__Short task 1__: Repeat the passage of the Louise Brooks article word for word, from "Louise Brooks - cover" to "and Clive Barker.".
__Short task 2__: In the Louise Brooks article, what is the name of the character Brooks plays in the film she is best remembered for?
__Short task 3__: Go on with the Louise Brooks article, writing what comes after its final sentence.

__Page extract__:
╔══

F. Scott Fitzgerald once said there were no second acts in American life. Brooks is an exception. Back in the 1920s, at the height of her fame, Brooks was somewhat popular but never a top-ranked star. By the mid-1930s, when her career bottomed-out, she fell into an obscurity which lasted decades. Only since the 1970s has her celebrity reemerged and grown from small cult following to near mainstream recognition. Those that do not recognize her name almost certainly know her look.

Brooks has become a kind of a 20th-century icon, shorthand and symbol for the Jazz Age, flappers, femme fatales, wild women, and the modern woman. Adding fuel to the fire of her fame is the fact that she played an archetypal and oh-so-seductive character, Lulu, in the film for which she is best remembered, Pandora's Box (1929). Even more so, the extraordinarily beautiful Brooks is known for her distinct black bob -- a hairstyle copied by women all over the world. Just ask Vogue magazine editor Anna Winotaur.

In publishing, her iconic image has graced the covers of an ever increasing number of books -- many of which, notably, are not about the actress or the movies, Hollywood, acting, etc.
This slide show highlights just some of the many covers which feature Louise Brooks -- including works of fiction, poetry, and other unrelated works of non-fiction.

The Chaperone, by Laura Moriarty

Louise Brooks - cover girl & secret muse of the 20th century

Besides appearing on books, Brooks also shows up in others -- either as a minor character or in the form of a literary allusion or shout-out. You will find her name-checked in works by the likes of everyone from Neil Gaiman and Paul Auster (Lulu on the Bridge) to Lemony Snicket, Salmon Rushdie and Clive Barker.

╚══

Point labeling samples:
╔══

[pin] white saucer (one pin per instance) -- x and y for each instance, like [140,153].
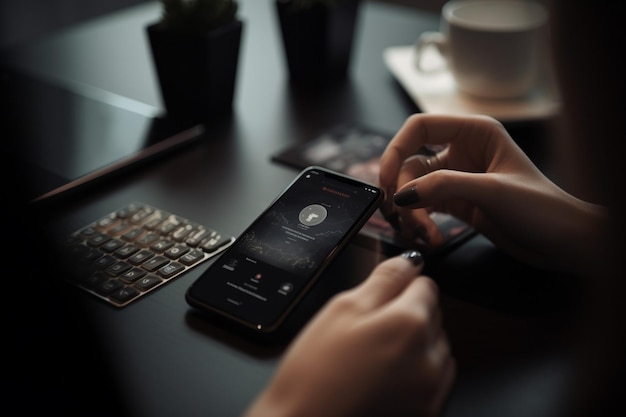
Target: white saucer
[436,92]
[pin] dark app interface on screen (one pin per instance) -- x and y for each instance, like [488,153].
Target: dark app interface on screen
[276,257]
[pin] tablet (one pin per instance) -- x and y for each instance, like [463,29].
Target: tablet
[65,141]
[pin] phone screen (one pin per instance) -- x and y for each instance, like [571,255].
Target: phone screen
[259,279]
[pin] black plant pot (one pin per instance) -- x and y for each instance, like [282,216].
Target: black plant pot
[318,41]
[197,72]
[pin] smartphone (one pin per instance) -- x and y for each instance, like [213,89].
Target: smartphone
[260,279]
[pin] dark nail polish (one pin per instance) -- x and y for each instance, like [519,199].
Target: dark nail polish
[414,256]
[394,220]
[406,197]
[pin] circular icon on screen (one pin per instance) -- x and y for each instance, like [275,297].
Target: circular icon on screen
[313,215]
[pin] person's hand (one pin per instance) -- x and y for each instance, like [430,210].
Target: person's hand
[378,349]
[483,178]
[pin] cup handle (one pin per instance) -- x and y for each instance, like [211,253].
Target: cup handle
[426,40]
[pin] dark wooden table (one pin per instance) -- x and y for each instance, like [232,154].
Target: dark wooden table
[509,325]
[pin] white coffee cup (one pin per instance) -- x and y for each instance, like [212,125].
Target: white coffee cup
[492,48]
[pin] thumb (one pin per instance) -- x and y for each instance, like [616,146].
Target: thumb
[390,278]
[442,186]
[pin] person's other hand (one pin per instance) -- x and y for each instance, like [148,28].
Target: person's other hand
[378,349]
[483,178]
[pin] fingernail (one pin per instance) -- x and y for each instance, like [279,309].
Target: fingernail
[406,197]
[414,256]
[394,220]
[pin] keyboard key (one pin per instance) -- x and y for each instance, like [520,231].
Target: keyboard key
[126,254]
[124,294]
[118,268]
[148,282]
[155,263]
[140,257]
[133,275]
[170,270]
[126,251]
[192,257]
[177,251]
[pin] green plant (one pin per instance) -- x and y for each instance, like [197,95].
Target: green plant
[197,15]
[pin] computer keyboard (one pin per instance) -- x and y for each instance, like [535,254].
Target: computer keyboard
[130,252]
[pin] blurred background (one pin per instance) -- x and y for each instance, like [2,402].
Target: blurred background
[22,20]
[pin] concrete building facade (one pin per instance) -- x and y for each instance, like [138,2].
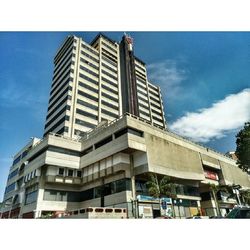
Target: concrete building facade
[105,133]
[98,82]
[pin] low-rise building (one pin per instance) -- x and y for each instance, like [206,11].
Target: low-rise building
[109,167]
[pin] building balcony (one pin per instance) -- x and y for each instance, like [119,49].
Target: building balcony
[63,179]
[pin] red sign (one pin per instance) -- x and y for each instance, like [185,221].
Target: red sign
[211,175]
[129,40]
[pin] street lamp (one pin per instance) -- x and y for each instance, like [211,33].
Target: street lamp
[178,202]
[236,189]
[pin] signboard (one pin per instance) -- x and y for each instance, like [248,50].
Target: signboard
[151,198]
[164,205]
[211,175]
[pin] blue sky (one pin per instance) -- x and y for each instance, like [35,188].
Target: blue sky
[204,77]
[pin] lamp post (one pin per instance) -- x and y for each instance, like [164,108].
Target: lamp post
[178,202]
[236,191]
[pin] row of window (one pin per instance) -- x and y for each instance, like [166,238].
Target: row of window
[110,97]
[139,74]
[62,74]
[89,71]
[156,112]
[152,98]
[62,130]
[109,47]
[106,112]
[62,120]
[69,172]
[21,156]
[157,119]
[109,82]
[30,176]
[88,87]
[144,113]
[154,105]
[65,65]
[62,51]
[109,105]
[140,79]
[88,78]
[10,188]
[110,58]
[109,75]
[31,197]
[89,56]
[89,63]
[57,107]
[97,192]
[110,89]
[108,139]
[84,123]
[106,59]
[86,104]
[141,68]
[107,53]
[64,59]
[13,173]
[59,89]
[59,97]
[93,98]
[79,132]
[153,93]
[143,106]
[67,107]
[87,114]
[109,68]
[63,151]
[89,49]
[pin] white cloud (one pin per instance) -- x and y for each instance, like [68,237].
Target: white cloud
[168,75]
[214,122]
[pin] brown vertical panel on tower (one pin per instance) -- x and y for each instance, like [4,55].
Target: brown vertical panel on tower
[128,79]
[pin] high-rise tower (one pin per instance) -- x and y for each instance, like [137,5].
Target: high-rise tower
[99,82]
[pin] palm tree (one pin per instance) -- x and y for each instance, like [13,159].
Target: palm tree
[159,187]
[245,194]
[215,189]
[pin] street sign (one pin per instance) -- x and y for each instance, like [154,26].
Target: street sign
[164,205]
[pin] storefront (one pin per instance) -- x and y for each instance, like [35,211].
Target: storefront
[185,208]
[150,207]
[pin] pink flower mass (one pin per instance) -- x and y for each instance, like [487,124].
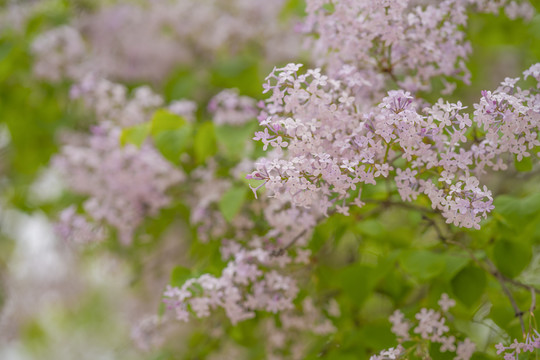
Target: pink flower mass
[392,214]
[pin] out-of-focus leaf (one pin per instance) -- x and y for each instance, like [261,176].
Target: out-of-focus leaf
[511,257]
[524,165]
[135,134]
[232,201]
[422,264]
[179,275]
[204,144]
[468,285]
[164,120]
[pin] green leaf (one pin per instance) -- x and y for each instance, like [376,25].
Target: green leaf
[358,281]
[232,201]
[524,165]
[468,285]
[422,264]
[511,257]
[179,275]
[205,142]
[453,264]
[233,139]
[135,134]
[164,120]
[173,143]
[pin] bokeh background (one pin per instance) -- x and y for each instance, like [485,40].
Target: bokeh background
[60,301]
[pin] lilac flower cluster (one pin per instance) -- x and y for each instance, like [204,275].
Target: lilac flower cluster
[431,327]
[511,352]
[367,43]
[242,288]
[328,145]
[133,41]
[124,184]
[229,107]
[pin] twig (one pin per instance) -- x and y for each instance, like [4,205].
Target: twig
[510,297]
[389,203]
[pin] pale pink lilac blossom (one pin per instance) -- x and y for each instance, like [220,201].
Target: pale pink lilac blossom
[431,326]
[326,147]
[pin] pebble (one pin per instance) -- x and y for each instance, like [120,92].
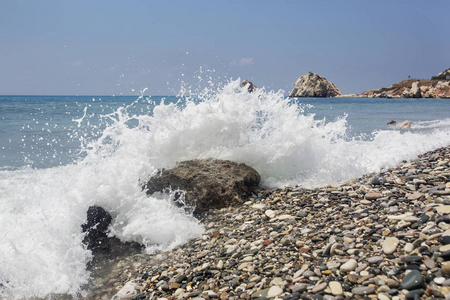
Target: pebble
[274,291]
[336,288]
[349,265]
[390,245]
[413,280]
[363,290]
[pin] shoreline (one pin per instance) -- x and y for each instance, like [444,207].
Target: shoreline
[383,236]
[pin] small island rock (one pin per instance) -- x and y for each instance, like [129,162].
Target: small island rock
[313,85]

╚══

__Exercise response 1__:
Louise Brooks - cover girl & secret muse of the 20th century

Besides appearing on books, Brooks also shows up in others -- either as a minor character or in the form of a literary allusion or shout-out. You will find her name-checked in works by the likes of everyone from Neil Gaiman and Paul Auster (Lulu on the Bridge) to Lemony Snicket, Salmon Rushdie and Clive Barker.

__Exercise response 2__: Lulu, in Pandora's Box (1929).

__Exercise response 3__:
Other contemporary writers who have included Brooks in novels or short stories are Janet Fitch (White Oleander), Ann-Marie MacDonald (Fall on Your Knees), Jerry Stahl, Gary Indiana, Audrey Niffenegger, Roddy Doyle, Kim Newman, Peter Straub and a few dozen more. Another is Elizabeth Hand, an acknowledged fan of the actress, as was the late Theodore Roszak (Brooks is an important character in his brilliant 1991 novel, Flicker). Somewhat earlier, in the 1960s and 1970s, Brooks was referenced in works by admirers like S. J. Perelman and Fritz Leiber, Jr.

Homages to the actress go all the way back to the late 1920s and early 1930s. When J.P. McEvoy's popular novel, Show Girl, and its sequel, Showgirl in Hollywood, where first serialized in magazines of the day, they were illustrated with look- alike drawings of the actress. Their main character, Dixie Dugan, was directly based on Brooks, and was even spun-off into a long running comic strip of the same name. (A few early panels of the "Dixie Dugan" strip actually mimic Brooks' film stills.)

There have also been poems "written about" Brooks -- by Frank O'Hara ("F.Y.I. Prix de Beaute") and Bill Berkson ("Bubbles") and others, as well as a handful of dramatic works, including a staged but never published work by Kathy Acker, Lulu Unchained (c. 1985). Another is Hanna Schygulla's one person piece, Elle! Louise Brooks, which the renowned actress wrote and staged in Europe in the year 2000. There are others.

In the realm of non-fiction, Brooks shows up more than once in the works of Angela Carter, Kenneth Tynan, Greil Marcus, Jerome Charyn and others. As well as in various works (essays, memoirs, published letters) by the late Carlos Fuentes, Guillermo Cabrera Infante, Christopher Isherwood, Carl Sandburg, and even Robert Howard (author of Conan the Barbarian).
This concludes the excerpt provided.